> _WHAT IS ASKED_:
Please arrange every line of the records below as a numbered list, leaving out blank lines.

> _SUPPLIED ENTRIES_:
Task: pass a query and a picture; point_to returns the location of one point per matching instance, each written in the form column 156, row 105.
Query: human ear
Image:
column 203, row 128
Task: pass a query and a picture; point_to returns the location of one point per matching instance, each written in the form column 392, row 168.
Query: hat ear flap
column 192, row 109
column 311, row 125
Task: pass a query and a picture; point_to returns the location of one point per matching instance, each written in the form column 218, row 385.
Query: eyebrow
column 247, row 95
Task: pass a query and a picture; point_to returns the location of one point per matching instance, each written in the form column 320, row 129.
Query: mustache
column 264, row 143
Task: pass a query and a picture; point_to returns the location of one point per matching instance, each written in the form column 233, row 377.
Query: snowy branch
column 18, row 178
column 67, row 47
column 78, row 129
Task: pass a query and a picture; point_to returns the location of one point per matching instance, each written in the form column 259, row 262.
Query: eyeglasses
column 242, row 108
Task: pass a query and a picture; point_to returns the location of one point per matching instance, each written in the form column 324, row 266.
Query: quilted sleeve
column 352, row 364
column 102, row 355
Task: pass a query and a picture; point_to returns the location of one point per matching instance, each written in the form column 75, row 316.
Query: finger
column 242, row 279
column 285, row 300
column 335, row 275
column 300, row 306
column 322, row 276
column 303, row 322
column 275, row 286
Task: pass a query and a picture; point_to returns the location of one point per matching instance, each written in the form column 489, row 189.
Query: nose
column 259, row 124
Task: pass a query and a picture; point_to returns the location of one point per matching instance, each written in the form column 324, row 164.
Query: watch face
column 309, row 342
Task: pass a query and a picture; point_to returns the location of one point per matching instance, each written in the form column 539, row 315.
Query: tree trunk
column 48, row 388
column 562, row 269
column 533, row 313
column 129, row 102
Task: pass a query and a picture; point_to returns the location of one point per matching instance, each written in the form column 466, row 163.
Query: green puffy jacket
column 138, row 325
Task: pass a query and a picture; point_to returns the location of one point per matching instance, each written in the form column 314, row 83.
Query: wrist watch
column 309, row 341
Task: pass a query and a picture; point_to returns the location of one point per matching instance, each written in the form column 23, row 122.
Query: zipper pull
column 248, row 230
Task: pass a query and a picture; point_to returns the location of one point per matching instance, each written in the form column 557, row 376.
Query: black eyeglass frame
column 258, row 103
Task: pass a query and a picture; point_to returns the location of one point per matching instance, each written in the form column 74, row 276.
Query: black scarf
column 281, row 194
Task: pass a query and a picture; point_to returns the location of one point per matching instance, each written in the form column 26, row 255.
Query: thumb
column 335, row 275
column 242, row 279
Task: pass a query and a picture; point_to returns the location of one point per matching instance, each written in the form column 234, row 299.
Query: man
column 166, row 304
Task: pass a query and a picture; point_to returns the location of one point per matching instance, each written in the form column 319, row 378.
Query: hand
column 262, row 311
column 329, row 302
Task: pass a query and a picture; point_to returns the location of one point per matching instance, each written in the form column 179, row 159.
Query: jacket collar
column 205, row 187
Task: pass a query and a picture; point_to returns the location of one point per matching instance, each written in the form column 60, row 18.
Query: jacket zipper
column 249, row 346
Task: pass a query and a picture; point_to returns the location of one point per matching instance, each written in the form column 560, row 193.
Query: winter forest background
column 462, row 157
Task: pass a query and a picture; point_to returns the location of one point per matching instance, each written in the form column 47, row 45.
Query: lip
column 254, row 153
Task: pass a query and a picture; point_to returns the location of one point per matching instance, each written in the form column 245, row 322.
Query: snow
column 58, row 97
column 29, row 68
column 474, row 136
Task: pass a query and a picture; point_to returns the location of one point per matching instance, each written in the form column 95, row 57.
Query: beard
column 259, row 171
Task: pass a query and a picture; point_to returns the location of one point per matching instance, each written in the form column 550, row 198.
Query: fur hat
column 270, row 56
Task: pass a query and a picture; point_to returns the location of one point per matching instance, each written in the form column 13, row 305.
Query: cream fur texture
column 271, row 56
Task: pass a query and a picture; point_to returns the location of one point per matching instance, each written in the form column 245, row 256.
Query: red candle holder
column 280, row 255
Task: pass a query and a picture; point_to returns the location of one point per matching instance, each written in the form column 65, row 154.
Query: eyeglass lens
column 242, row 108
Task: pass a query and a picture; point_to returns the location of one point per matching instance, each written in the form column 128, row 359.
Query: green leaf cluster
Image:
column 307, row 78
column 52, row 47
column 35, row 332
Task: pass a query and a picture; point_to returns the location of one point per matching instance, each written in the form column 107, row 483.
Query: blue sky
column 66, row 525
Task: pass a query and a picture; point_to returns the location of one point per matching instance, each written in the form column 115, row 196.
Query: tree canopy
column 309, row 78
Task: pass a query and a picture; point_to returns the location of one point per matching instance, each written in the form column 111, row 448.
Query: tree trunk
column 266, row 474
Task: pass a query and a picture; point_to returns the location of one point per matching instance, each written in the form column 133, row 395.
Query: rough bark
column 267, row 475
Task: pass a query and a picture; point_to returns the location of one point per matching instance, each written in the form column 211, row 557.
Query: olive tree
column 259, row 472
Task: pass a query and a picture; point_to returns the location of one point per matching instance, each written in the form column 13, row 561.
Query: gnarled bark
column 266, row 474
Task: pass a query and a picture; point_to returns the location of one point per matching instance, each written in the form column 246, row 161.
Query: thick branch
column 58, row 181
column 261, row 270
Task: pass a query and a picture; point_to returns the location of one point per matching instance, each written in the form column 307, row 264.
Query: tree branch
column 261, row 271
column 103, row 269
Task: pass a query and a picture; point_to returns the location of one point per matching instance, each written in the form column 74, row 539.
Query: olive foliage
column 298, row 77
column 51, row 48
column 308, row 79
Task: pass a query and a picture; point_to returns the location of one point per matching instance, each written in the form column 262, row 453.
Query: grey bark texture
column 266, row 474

> _TASK SOLUTION_:
1. Task: pass a query and a picture; point_to returns the location of one point per matching instance, each written in the form column 156, row 105.
2. Query: human ear
3. Image:
4. column 203, row 128
5. Task: pass a query and a picture; point_to returns the location of one point per matching instance, each written in the form column 392, row 168.
6. Query: hat ear flap
7. column 192, row 109
8. column 311, row 125
9. Task: pass a query and a picture; point_to returns the location of one point per matching instance, each written in the form column 218, row 385.
10. Query: eyebrow
11. column 247, row 95
12. Task: pass a query and a picture; point_to returns the location of one point per matching instance, each written in the form column 320, row 129.
13. Query: mustache
14. column 264, row 143
15. Task: pass a query and a picture; point_to returns the location of one point per matching instance, each written in the form column 233, row 377.
16. Query: snowy branch
17. column 18, row 178
18. column 67, row 47
19. column 78, row 129
20. Task: pass a query and a picture; point_to returns the location of one point per matching instance, each written in the form column 259, row 262.
21. Query: eyeglasses
22. column 242, row 108
23. Task: pass a query and a picture; point_to returns the location of one point per matching instance, each written in the form column 324, row 266.
24. Query: quilted sleeve
25. column 352, row 364
26. column 102, row 355
27. Task: pass a query and a picture; point_to returns the location of one point per matching instance, each written in the form column 75, row 316.
28. Query: finger
29. column 242, row 279
30. column 285, row 300
31. column 335, row 275
32. column 300, row 306
33. column 322, row 276
34. column 303, row 322
35. column 275, row 286
36. Task: pass a query and a picture; point_to returns the location of one point per matching instance, each written in the form column 489, row 189.
37. Query: nose
38. column 259, row 124
39. Task: pass a query and a picture; point_to returns the location of one point per matching instance, each written in the form column 324, row 164.
40. Query: watch face
41. column 309, row 342
42. Task: pass a query and a picture; point_to returns the location of one point per matching instance, each written in the form column 539, row 315.
43. Query: tree trunk
44. column 48, row 388
45. column 562, row 269
46. column 533, row 313
47. column 129, row 102
48. Task: pass a query and a picture; point_to returns the location of one point per matching instance, each written in the form column 466, row 163.
49. Query: green puffy jacket
50. column 138, row 325
51. Task: pass a query and a picture; point_to returns the location of one point per matching instance, each written in the form column 314, row 83.
52. Query: wrist watch
53. column 309, row 341
54. Task: pass a query and a picture; point_to returns the location of one point per matching instance, each written in the form column 23, row 122.
55. Query: zipper pull
56. column 248, row 230
57. Task: pass a query and a picture; point_to returns the location of one point per matching instance, each written in the form column 557, row 376.
58. Query: black eyeglass frame
59. column 258, row 103
60. Task: pass a query and a picture; point_to returns the location of one point per matching instance, each written in the form column 74, row 276.
61. Query: black scarf
62. column 281, row 194
63. Task: pass a query and a picture; point_to returns the location of one point per matching instance, each written in the form column 26, row 255.
64. Query: thumb
65. column 335, row 275
66. column 242, row 279
67. Task: pass a query and a picture; point_to returns the location of one point per matching instance, each written in the form column 234, row 299.
68. Query: man
69. column 166, row 304
70. Task: pass a query and a picture; point_to returns the location of one point per matching instance, each written in the form column 319, row 378.
71. Query: hand
72. column 262, row 311
73. column 329, row 302
74. Task: pass a query and a picture; point_to returns the location of one point per matching instance, each written in the form column 179, row 159.
75. Query: jacket collar
76. column 205, row 187
77. Task: pass a query and a picture; point_to returns the location of one point per matching instance, each written in the form column 60, row 18.
78. Query: jacket zipper
79. column 249, row 346
80. Task: pass a query and a picture; point_to returns the location of one point per matching instance, each written in the form column 560, row 193.
81. Query: winter forest background
82. column 462, row 157
83. Task: pass a query and a picture; point_to returns the location of one point per matching instance, each written in the form column 47, row 45.
84. Query: lip
85. column 254, row 153
86. Task: pass a query and a picture; point_to returns the location of one point per matching instance, each written in the form column 245, row 322.
87. Query: snow
88. column 58, row 97
89. column 29, row 68
90. column 474, row 136
91. Task: pass a query and a picture; point_to returns the location of one point per matching instance, each written in the form column 95, row 57.
92. Query: beard
93. column 259, row 171
94. Task: pass a query and a picture; point_to returns the location of one point per matching instance, each written in the form column 550, row 198.
95. Query: fur hat
96. column 270, row 56
97. Task: pass a query and a picture; point_to returns the location of one point per matching instance, each written in the form column 13, row 305.
98. Query: cream fur texture
99. column 271, row 56
100. Task: pass a query and a picture; point_to returns the location of one point per matching instance, each written in the form column 245, row 256.
101. Query: red candle holder
102. column 280, row 255
103. Task: pass a query and a picture; point_to returns the location of one point per matching instance, each written in the form column 65, row 154.
104. Query: eyeglass lens
105. column 242, row 108
106. Task: pass a query and a picture; point_to returns the location of one point per matching instance, each written in the form column 128, row 359.
107. Query: green leaf cluster
108. Image:
109. column 307, row 78
110. column 52, row 47
111. column 35, row 332
112. Task: pass a query and a picture; point_to returns the location of one point per matching instance, each written in the form column 107, row 483.
113. Query: blue sky
114. column 66, row 525
115. Task: pass a query and a picture; point_to returns the location of one point per matching instance, each written in the form column 115, row 196.
116. Query: tree canopy
117. column 309, row 78
118. Task: pass a query and a picture; point_to returns the location of one point per matching instance, each written in the form column 111, row 448.
119. Query: tree trunk
120. column 266, row 474
121. Task: pass a query and a picture; point_to returns the location of one point per matching instance, each written in the form column 133, row 395.
122. Query: rough bark
123. column 267, row 475
124. Task: pass a query and a picture; point_to returns the location of one point per matching instance, each written in the form column 211, row 557.
125. Query: olive tree
126. column 259, row 472
127. Task: pass a query and a picture; point_to returns the location of one point per matching instance, each written in the form column 13, row 561.
128. Query: gnarled bark
129. column 266, row 474
130. Task: pass a query and a picture; point_to returns the location of one point per matching instance, each written in the form column 246, row 161.
131. Query: thick branch
132. column 58, row 181
133. column 261, row 270
134. Task: pass a query and a picture; point_to returns the location of one point per matching instance, each written in the form column 307, row 264.
135. Query: tree branch
136. column 261, row 271
137. column 103, row 269
138. Task: pass a query and a picture; point_to returns the location of one point per matching instance, each written in the form column 74, row 539.
139. Query: olive foliage
140. column 298, row 77
141. column 51, row 48
142. column 308, row 79
143. Task: pass a query and a picture; point_to returns the location of one point per matching instance, each written in the form column 262, row 453.
144. Query: grey bark texture
145. column 266, row 474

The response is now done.